* [TASK]
Filter the material below and keep every line that contains the string "retriever". Treat uppercase and lowercase letters as different when matching.

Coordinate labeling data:
──────

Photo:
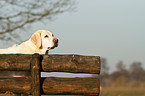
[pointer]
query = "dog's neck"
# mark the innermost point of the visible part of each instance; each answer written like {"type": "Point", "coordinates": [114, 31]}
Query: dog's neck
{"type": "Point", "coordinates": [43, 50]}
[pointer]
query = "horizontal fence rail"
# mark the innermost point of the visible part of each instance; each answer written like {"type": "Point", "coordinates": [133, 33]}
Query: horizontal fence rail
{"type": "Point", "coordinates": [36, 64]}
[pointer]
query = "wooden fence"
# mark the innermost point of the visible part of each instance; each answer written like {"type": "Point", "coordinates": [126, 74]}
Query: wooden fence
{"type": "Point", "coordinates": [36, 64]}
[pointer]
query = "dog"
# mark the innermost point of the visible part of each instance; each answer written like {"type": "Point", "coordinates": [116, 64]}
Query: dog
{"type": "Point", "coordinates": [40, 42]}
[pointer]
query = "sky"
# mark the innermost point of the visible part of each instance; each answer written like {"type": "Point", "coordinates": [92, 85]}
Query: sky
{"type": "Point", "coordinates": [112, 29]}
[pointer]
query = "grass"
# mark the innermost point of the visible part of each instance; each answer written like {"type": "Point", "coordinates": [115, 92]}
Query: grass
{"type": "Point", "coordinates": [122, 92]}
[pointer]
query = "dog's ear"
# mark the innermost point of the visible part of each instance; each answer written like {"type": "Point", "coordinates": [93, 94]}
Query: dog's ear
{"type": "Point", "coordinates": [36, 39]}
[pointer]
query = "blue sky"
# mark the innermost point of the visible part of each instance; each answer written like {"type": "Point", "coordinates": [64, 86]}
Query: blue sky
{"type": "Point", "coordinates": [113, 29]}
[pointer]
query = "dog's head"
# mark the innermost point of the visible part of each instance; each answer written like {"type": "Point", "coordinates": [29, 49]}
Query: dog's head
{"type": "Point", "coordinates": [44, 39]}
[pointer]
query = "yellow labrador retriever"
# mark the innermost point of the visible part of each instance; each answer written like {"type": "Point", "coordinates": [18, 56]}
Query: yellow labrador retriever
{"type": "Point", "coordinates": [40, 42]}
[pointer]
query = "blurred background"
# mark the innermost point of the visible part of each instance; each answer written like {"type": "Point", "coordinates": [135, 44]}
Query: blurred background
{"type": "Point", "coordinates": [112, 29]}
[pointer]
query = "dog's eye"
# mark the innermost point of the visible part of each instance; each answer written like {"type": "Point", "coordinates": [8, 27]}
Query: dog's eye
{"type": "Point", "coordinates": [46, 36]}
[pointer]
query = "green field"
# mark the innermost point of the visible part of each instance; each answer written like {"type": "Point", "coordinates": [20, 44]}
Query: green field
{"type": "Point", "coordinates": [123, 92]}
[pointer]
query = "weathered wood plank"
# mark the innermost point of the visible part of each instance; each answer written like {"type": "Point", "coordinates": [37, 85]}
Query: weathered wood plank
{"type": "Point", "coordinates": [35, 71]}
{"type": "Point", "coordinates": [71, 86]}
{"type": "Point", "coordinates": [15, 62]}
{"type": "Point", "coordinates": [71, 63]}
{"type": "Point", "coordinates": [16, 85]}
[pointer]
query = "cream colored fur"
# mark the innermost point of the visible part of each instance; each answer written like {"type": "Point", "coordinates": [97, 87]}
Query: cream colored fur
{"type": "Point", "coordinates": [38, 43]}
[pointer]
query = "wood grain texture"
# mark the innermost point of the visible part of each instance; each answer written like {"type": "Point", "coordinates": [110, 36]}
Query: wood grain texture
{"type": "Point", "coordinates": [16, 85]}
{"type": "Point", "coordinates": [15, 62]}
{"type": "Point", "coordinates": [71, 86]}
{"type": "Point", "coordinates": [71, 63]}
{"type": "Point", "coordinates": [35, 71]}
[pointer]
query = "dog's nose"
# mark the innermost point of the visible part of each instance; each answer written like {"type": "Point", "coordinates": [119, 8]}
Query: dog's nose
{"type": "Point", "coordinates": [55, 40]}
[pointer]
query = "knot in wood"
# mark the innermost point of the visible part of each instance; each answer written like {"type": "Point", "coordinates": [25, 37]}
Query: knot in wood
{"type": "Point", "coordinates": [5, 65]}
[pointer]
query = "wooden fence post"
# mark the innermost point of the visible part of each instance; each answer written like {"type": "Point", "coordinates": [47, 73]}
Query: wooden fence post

──────

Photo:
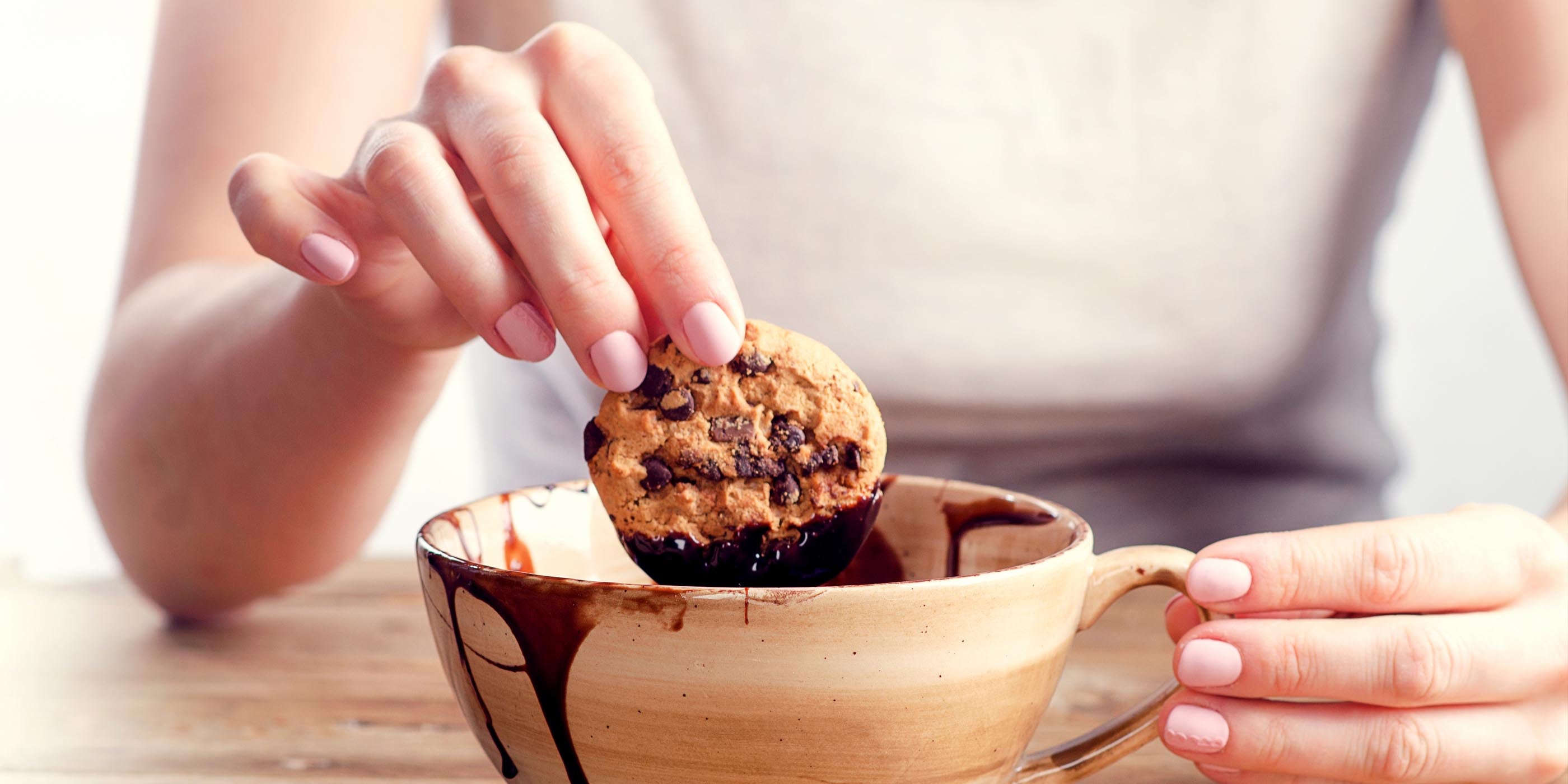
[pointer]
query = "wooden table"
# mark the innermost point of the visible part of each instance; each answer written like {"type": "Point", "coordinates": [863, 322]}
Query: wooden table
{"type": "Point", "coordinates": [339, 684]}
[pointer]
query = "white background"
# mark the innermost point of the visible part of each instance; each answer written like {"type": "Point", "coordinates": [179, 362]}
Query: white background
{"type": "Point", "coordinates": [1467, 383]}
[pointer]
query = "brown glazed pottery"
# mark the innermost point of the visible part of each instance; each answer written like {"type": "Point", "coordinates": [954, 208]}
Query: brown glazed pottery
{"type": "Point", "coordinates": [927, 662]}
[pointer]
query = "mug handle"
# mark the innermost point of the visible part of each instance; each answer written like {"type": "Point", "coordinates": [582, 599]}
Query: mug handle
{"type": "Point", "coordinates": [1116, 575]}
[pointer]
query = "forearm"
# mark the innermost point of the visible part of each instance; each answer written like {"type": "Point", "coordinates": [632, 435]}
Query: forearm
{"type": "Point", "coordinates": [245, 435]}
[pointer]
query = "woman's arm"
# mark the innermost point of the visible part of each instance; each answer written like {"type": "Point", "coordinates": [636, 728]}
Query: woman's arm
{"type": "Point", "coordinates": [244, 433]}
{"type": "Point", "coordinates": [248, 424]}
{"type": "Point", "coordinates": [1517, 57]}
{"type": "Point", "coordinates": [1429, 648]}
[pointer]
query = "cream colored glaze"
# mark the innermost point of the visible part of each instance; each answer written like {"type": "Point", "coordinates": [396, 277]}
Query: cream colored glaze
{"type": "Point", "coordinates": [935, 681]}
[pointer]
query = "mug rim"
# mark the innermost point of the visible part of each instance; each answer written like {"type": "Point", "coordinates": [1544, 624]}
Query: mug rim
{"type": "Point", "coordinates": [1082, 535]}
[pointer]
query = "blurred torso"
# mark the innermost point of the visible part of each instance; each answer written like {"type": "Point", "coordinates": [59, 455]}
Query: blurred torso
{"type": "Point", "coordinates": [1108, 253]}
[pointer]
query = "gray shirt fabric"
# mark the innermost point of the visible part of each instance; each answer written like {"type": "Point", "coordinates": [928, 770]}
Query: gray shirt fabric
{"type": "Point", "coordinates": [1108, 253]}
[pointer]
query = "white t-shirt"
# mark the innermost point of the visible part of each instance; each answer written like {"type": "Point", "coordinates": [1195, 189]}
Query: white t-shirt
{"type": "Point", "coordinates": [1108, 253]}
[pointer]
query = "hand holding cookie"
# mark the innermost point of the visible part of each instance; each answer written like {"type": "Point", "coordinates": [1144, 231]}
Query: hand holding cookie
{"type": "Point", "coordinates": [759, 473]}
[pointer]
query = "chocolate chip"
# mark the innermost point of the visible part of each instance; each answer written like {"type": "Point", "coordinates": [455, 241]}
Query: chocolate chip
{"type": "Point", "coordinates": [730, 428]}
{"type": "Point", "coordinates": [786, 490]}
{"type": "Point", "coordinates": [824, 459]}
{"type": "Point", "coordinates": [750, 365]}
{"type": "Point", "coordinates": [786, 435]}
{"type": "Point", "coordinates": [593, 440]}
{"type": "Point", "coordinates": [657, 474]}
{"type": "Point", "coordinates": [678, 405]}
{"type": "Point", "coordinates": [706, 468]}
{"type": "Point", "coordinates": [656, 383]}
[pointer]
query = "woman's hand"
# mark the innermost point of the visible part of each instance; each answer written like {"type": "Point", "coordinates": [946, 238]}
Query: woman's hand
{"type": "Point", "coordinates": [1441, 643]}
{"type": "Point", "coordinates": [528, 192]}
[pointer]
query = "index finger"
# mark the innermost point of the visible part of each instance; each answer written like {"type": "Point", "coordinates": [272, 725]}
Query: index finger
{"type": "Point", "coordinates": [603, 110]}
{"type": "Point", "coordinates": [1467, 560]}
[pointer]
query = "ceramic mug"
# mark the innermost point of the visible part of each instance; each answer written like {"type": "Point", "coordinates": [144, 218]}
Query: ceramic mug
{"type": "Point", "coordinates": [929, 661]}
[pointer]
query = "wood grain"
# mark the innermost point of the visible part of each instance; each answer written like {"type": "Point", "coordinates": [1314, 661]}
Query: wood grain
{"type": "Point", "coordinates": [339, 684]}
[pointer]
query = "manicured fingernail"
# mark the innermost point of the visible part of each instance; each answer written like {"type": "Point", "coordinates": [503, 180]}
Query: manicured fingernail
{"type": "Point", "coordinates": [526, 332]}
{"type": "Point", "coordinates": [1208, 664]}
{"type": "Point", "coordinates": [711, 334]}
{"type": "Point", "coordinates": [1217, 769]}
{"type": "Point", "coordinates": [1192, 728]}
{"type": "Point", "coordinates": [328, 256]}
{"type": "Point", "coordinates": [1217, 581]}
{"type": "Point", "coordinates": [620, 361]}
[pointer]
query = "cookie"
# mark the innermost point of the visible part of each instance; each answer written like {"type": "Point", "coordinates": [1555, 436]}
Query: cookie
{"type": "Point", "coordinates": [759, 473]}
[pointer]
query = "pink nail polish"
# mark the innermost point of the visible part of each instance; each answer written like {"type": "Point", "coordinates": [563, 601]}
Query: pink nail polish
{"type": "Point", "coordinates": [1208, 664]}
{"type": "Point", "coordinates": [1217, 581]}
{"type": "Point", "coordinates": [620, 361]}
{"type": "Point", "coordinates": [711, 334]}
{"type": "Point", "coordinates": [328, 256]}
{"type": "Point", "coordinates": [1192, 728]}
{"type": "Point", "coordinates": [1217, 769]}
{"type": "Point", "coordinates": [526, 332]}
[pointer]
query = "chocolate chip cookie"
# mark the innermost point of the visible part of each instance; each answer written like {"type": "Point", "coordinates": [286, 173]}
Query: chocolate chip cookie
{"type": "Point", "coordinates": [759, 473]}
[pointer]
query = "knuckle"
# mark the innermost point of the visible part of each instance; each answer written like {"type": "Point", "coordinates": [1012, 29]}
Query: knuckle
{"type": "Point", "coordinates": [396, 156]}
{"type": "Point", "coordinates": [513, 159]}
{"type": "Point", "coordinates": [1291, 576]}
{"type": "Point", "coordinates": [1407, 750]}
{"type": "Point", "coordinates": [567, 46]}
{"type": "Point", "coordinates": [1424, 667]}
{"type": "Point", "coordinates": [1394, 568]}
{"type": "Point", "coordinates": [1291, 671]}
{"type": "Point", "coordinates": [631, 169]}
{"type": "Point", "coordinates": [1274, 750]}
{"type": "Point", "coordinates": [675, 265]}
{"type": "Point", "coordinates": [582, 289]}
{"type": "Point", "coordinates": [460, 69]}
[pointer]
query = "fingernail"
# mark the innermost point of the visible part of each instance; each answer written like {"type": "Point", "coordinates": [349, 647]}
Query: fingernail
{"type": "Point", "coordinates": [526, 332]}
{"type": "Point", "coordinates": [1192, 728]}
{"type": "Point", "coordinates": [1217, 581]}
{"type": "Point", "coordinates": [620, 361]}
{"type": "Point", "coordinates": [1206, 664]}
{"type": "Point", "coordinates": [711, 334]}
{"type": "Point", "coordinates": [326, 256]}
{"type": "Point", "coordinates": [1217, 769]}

──────

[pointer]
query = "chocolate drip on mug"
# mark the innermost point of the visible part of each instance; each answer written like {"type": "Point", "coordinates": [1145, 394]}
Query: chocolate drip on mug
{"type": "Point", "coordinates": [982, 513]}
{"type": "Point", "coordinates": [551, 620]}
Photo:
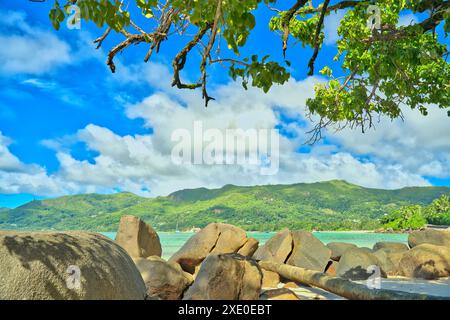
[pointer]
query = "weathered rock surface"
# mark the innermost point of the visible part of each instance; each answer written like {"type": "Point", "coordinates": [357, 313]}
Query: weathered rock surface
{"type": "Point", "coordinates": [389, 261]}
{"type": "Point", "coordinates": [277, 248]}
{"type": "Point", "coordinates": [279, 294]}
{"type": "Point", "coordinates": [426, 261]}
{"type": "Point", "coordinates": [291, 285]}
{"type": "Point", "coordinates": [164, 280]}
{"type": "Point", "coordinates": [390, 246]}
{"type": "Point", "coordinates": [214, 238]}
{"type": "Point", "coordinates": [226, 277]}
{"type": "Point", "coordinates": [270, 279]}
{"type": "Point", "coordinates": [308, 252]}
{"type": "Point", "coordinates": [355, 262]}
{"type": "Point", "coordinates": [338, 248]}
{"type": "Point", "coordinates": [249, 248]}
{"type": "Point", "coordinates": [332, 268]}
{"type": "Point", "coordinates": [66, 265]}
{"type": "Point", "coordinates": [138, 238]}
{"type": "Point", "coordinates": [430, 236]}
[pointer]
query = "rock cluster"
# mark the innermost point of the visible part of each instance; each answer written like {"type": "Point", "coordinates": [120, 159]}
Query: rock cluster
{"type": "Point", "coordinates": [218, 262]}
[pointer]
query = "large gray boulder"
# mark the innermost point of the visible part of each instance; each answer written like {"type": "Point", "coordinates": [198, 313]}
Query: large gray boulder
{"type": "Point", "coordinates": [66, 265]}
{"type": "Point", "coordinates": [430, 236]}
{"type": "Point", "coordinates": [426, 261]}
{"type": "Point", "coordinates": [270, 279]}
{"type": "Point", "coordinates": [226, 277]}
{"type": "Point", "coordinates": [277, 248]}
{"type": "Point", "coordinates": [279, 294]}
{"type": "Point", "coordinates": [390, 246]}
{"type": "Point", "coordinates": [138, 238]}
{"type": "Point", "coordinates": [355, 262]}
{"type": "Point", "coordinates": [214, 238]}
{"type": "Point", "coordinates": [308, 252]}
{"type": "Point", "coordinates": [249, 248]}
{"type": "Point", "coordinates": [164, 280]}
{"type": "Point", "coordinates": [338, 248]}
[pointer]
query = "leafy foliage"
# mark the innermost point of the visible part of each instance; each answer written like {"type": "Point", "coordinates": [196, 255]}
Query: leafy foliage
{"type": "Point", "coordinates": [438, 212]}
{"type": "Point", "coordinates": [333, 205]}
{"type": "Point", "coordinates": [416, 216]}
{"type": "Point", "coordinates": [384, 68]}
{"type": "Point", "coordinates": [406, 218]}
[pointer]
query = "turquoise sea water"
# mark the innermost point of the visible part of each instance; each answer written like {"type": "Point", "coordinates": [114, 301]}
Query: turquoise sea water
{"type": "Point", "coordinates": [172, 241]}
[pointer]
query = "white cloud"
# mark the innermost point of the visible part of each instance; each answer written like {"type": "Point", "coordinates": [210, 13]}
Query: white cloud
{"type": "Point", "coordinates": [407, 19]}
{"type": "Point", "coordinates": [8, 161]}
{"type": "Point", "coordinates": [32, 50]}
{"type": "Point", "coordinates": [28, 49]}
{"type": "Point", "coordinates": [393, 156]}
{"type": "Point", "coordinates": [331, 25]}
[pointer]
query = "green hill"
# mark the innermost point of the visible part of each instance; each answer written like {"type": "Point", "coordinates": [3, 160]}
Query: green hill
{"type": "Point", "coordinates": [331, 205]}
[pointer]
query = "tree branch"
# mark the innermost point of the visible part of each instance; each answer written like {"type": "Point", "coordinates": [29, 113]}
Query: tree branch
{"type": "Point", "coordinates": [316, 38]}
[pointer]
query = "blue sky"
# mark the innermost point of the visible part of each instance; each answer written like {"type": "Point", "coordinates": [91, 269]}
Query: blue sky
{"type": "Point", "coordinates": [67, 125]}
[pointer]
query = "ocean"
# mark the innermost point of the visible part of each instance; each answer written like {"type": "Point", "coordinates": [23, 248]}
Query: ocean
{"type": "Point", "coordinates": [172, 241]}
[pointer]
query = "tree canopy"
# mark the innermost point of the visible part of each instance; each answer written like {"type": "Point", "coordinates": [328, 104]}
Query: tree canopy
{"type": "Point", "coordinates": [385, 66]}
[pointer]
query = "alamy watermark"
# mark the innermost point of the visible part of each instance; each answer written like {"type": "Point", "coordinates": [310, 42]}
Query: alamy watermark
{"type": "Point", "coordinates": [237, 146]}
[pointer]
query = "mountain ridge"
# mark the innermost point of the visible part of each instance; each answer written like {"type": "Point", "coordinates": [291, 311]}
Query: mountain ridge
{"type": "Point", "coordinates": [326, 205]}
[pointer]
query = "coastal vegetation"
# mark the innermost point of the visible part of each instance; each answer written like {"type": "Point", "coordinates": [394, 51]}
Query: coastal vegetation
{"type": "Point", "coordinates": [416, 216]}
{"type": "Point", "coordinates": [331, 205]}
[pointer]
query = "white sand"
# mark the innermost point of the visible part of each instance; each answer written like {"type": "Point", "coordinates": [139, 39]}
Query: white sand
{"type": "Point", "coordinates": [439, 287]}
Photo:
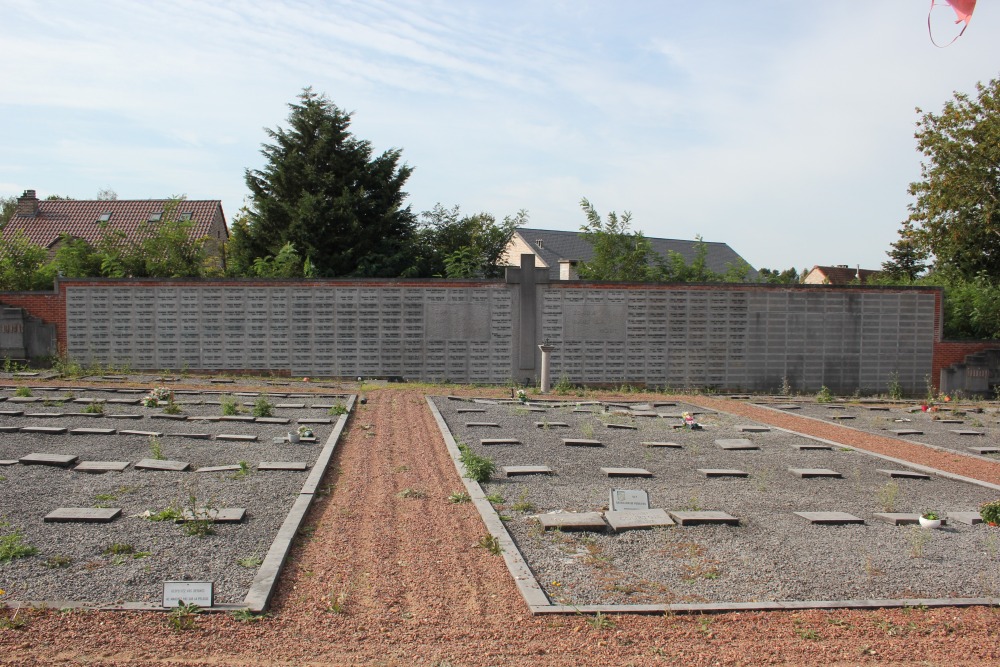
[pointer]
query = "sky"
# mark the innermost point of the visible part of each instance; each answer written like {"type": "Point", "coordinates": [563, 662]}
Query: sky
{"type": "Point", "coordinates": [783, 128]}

──────

* [EXERCISE SOLUTION]
query = "yellow labrador retriever"
Query: yellow labrador retriever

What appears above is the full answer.